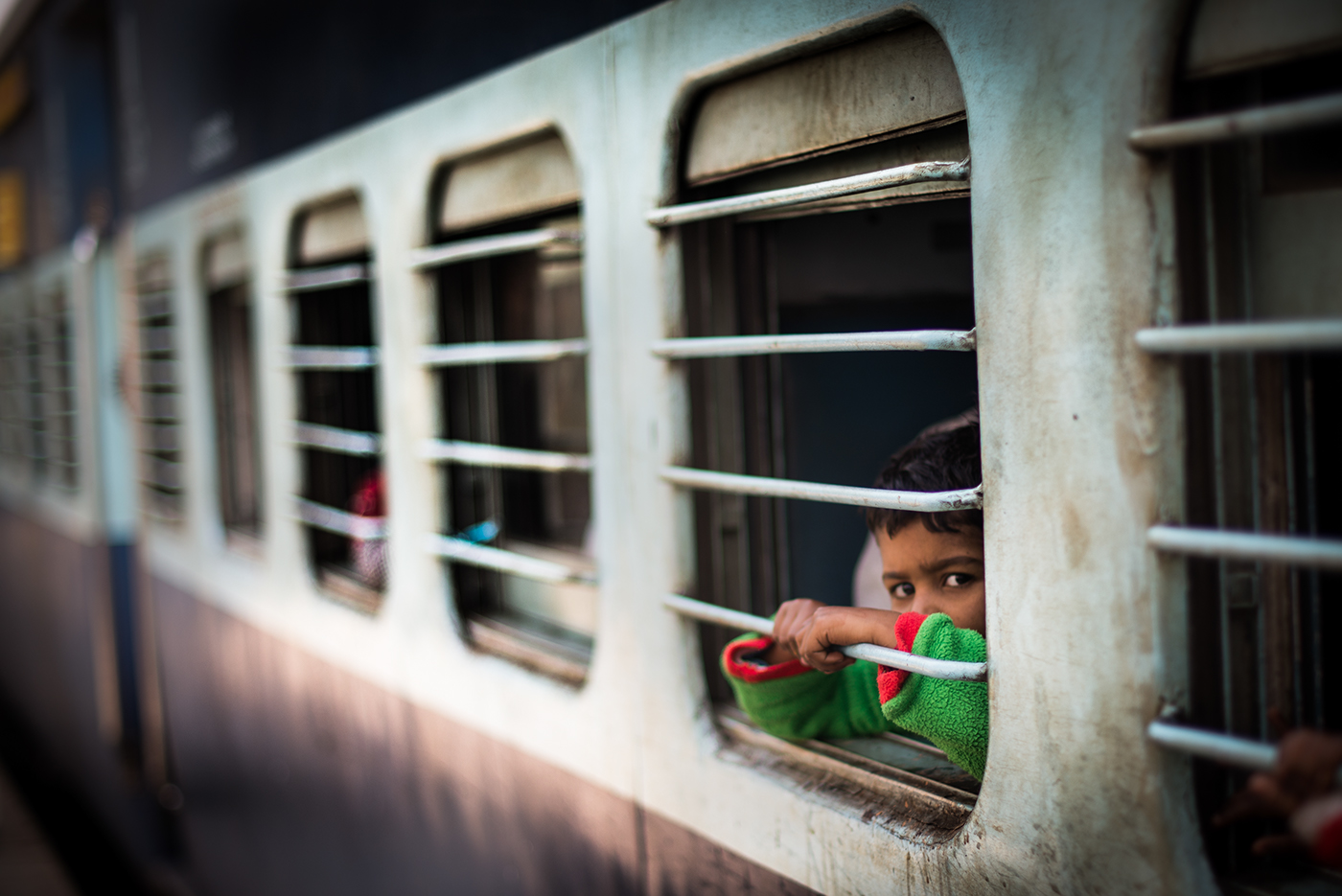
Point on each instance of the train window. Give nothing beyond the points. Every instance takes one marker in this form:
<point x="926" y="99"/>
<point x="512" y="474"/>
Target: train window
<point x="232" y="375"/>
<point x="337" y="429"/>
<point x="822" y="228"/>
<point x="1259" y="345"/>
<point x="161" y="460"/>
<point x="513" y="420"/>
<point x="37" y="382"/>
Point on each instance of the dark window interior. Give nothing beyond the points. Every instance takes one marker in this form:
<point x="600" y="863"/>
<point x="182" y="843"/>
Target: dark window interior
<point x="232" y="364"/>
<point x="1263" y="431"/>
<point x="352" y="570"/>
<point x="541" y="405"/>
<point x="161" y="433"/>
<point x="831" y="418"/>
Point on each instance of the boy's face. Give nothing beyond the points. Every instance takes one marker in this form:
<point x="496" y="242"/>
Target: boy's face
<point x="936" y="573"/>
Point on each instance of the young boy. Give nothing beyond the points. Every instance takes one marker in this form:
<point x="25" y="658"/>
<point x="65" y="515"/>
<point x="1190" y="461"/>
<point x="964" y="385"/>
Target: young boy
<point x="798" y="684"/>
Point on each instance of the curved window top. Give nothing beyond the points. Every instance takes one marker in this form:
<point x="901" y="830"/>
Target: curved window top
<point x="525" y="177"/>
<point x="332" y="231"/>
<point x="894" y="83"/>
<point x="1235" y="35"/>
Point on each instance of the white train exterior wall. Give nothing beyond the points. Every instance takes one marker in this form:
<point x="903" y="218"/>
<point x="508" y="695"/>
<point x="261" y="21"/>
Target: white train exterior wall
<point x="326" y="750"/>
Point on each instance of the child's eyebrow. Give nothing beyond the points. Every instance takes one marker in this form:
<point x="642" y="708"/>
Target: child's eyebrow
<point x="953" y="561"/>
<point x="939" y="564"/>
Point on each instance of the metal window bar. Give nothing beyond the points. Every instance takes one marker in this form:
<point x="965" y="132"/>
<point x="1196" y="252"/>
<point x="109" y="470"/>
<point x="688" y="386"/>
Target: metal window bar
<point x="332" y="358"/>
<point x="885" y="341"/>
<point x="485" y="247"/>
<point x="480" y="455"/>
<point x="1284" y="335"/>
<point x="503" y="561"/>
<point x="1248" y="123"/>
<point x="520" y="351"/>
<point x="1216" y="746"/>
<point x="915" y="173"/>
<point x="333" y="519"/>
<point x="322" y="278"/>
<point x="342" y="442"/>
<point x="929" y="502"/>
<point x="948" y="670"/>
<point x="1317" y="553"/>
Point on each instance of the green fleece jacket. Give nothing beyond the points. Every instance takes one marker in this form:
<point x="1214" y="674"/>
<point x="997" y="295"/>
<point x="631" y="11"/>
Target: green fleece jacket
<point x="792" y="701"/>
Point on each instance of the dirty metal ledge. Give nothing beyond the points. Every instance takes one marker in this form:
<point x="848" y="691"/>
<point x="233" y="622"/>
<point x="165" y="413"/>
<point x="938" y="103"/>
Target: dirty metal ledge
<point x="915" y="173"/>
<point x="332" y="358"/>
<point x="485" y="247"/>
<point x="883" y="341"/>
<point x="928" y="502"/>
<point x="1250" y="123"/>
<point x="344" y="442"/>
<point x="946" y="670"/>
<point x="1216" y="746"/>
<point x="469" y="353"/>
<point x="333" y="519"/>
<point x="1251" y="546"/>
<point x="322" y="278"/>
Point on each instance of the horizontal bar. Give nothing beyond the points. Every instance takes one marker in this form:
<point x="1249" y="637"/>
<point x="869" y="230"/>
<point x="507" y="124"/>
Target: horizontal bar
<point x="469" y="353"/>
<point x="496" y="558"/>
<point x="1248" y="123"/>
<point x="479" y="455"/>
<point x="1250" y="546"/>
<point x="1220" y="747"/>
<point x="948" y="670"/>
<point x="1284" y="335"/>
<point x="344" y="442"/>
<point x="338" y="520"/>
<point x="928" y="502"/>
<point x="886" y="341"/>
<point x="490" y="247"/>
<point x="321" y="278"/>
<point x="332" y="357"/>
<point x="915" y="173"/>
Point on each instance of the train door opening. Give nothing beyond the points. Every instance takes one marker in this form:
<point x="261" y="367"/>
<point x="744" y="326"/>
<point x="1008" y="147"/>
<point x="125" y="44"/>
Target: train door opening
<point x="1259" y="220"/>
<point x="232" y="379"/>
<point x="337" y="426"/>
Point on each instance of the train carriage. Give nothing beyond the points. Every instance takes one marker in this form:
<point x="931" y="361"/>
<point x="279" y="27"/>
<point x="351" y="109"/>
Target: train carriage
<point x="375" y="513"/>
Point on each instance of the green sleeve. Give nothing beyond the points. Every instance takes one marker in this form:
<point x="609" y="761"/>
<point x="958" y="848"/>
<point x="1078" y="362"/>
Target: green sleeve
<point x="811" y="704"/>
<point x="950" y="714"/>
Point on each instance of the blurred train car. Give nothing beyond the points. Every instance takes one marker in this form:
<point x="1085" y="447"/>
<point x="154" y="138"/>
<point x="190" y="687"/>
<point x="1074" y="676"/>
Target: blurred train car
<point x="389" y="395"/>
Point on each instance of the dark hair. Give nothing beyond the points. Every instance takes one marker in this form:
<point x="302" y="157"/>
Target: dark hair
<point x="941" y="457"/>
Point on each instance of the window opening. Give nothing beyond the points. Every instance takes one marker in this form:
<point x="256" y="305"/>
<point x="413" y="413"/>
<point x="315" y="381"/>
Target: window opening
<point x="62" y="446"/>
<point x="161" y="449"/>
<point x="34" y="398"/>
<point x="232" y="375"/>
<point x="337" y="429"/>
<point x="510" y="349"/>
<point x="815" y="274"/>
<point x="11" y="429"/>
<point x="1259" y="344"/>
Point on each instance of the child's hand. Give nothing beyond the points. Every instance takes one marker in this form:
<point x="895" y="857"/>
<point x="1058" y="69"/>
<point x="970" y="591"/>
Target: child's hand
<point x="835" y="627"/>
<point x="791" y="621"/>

Problem to solve: All records above are to be repeated exactly, with the images left out.

Answer space:
Point on each instance of the train window. Give nothing beyond the points. Every instance takes one marker in this form:
<point x="926" y="99"/>
<point x="512" y="474"/>
Target: train window
<point x="232" y="375"/>
<point x="337" y="429"/>
<point x="822" y="228"/>
<point x="1259" y="345"/>
<point x="161" y="460"/>
<point x="513" y="420"/>
<point x="37" y="382"/>
Point on each instance of the dark window interior. Give nothing beyond the points. Every instance takes one marker in this form:
<point x="600" y="863"/>
<point x="182" y="843"/>
Target: dark window interior
<point x="232" y="364"/>
<point x="1263" y="431"/>
<point x="352" y="570"/>
<point x="541" y="405"/>
<point x="161" y="433"/>
<point x="831" y="418"/>
Point on each instance of the boy's face. Give nothing beyond the points. Every instance takes one marker in this form:
<point x="496" y="242"/>
Target: boy's face
<point x="936" y="573"/>
Point on each instance of the young boy. Give nothing beyond the points. Every instance takes one marker in this form:
<point x="25" y="658"/>
<point x="65" y="515"/>
<point x="1190" y="461"/>
<point x="964" y="385"/>
Target: young boy
<point x="798" y="684"/>
Point on each instance of the curved window top. Give nothing beyond the points. Every instance takes one marker in this form:
<point x="901" y="830"/>
Target: curved window top
<point x="525" y="177"/>
<point x="332" y="231"/>
<point x="894" y="83"/>
<point x="1235" y="35"/>
Point on each instance of the white train exterior wall. Give nothing beyond the points. Every instance takes one marker in this form:
<point x="903" y="218"/>
<point x="508" y="695"/>
<point x="261" y="21"/>
Target: white train exterior wall
<point x="326" y="750"/>
Point on each instance of the child's eyebrow. Give nothing beyond the points. Every instance takes one marker in this form:
<point x="642" y="708"/>
Target: child's eyebrow
<point x="953" y="561"/>
<point x="939" y="564"/>
Point on each instance of the metal window bar. Give nothing beyond the points. Every instance takes one marker in this form:
<point x="965" y="132"/>
<point x="1196" y="252"/>
<point x="109" y="470"/>
<point x="688" y="386"/>
Target: metal window bar
<point x="332" y="358"/>
<point x="885" y="341"/>
<point x="485" y="247"/>
<point x="480" y="455"/>
<point x="1284" y="335"/>
<point x="503" y="561"/>
<point x="1248" y="123"/>
<point x="520" y="351"/>
<point x="1216" y="746"/>
<point x="915" y="173"/>
<point x="333" y="519"/>
<point x="322" y="278"/>
<point x="342" y="442"/>
<point x="929" y="502"/>
<point x="948" y="670"/>
<point x="1317" y="553"/>
Point on each instance of the green fleece jacket. Give nothing beyond the points. Every instance takes one marker in this form:
<point x="1214" y="674"/>
<point x="997" y="295"/>
<point x="631" y="11"/>
Target: green fleece jacket
<point x="792" y="701"/>
Point on each instance of the dirty metal ledge. Give nothing beyond the points. Every instance takes one marker in this form:
<point x="848" y="691"/>
<point x="233" y="622"/>
<point x="165" y="413"/>
<point x="938" y="103"/>
Target: dirty metal ledge
<point x="915" y="173"/>
<point x="332" y="358"/>
<point x="485" y="247"/>
<point x="883" y="341"/>
<point x="928" y="502"/>
<point x="1250" y="123"/>
<point x="344" y="442"/>
<point x="946" y="670"/>
<point x="1216" y="746"/>
<point x="469" y="353"/>
<point x="333" y="519"/>
<point x="1251" y="546"/>
<point x="322" y="278"/>
Point on each instance of the horizontal bar. Give nothing beyond the points. Every instance takes one marker in this form:
<point x="1249" y="637"/>
<point x="869" y="230"/>
<point x="507" y="124"/>
Target: horizontal bar
<point x="469" y="353"/>
<point x="496" y="558"/>
<point x="1248" y="123"/>
<point x="479" y="455"/>
<point x="1250" y="546"/>
<point x="1220" y="747"/>
<point x="948" y="670"/>
<point x="1284" y="335"/>
<point x="344" y="442"/>
<point x="338" y="520"/>
<point x="928" y="502"/>
<point x="886" y="341"/>
<point x="490" y="247"/>
<point x="321" y="278"/>
<point x="332" y="357"/>
<point x="915" y="173"/>
Point on each instance of the train door opening. Give nothing beyond the points. Every instance takes one marker in this form:
<point x="261" y="367"/>
<point x="744" y="326"/>
<point x="1008" y="147"/>
<point x="125" y="44"/>
Target: train door opening
<point x="1259" y="220"/>
<point x="232" y="379"/>
<point x="337" y="426"/>
Point on each instance of the train carriage. Give nothing beyond the points. Every instance takes one marker in this form:
<point x="931" y="361"/>
<point x="279" y="27"/>
<point x="351" y="109"/>
Target: train carriage
<point x="375" y="513"/>
Point on each instance of the green sleeve. Give nothing beyond the points. Every instance takes one marker in this form:
<point x="609" y="761"/>
<point x="958" y="848"/>
<point x="1078" y="362"/>
Target: green sleeve
<point x="811" y="704"/>
<point x="950" y="714"/>
Point on each instance of the blurred train car. Give nothing beyond the points. Every instance takes one marker in this form:
<point x="1085" y="447"/>
<point x="154" y="138"/>
<point x="190" y="687"/>
<point x="1074" y="676"/>
Target: blurred train car
<point x="389" y="395"/>
Point on each instance of the dark hair. Give nothing beyond the points. Every instance takes one marker in this form:
<point x="302" y="157"/>
Target: dark hair
<point x="941" y="457"/>
Point on each instance of the window opening. Give nothing beyond the points. Every instance takes one marker in this form:
<point x="256" y="305"/>
<point x="413" y="413"/>
<point x="315" y="381"/>
Target: window opening
<point x="62" y="446"/>
<point x="161" y="449"/>
<point x="34" y="398"/>
<point x="232" y="375"/>
<point x="337" y="429"/>
<point x="510" y="349"/>
<point x="815" y="274"/>
<point x="11" y="429"/>
<point x="1259" y="344"/>
Point on each instance of the child's hand. Give nothing beyond the points. Every instance takes one marker in this form:
<point x="895" y="857"/>
<point x="1058" y="69"/>
<point x="970" y="591"/>
Target: child's hand
<point x="835" y="627"/>
<point x="791" y="621"/>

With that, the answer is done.